===== DATA LISTING =====

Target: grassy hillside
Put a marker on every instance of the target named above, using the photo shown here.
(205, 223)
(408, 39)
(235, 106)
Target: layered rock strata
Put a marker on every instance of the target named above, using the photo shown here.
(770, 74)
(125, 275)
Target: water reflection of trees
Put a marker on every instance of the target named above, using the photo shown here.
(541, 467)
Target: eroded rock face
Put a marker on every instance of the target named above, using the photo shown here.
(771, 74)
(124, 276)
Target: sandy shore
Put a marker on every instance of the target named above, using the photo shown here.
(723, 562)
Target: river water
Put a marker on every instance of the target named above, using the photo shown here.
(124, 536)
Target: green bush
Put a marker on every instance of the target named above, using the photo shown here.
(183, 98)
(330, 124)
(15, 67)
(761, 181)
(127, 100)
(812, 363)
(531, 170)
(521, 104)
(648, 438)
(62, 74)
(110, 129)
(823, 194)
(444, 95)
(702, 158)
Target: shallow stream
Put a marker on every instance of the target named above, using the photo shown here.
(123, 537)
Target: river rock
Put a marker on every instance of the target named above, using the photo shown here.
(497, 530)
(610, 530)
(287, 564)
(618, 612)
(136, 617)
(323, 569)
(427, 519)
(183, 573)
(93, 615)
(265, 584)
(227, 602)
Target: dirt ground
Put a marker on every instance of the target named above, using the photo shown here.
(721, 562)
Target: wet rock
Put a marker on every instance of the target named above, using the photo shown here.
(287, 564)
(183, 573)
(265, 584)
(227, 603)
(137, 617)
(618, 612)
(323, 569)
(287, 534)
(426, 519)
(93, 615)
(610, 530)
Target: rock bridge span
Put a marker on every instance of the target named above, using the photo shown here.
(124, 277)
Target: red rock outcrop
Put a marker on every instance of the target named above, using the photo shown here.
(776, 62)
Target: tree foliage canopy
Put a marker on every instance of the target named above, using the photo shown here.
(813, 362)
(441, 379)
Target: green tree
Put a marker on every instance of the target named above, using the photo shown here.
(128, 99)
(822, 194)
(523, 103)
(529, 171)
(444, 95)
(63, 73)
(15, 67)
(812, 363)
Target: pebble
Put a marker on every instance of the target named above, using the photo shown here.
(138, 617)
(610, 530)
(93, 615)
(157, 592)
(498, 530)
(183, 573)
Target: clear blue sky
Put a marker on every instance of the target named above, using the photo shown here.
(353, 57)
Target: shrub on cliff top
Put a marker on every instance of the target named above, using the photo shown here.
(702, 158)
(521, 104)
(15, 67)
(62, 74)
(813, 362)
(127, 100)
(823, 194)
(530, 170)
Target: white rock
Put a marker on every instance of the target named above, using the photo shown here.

=====

THE TASK:
Copy out each line of the entries that holds "water".

EXPECTED OUTPUT:
Target: water reflection of trees
Target: river water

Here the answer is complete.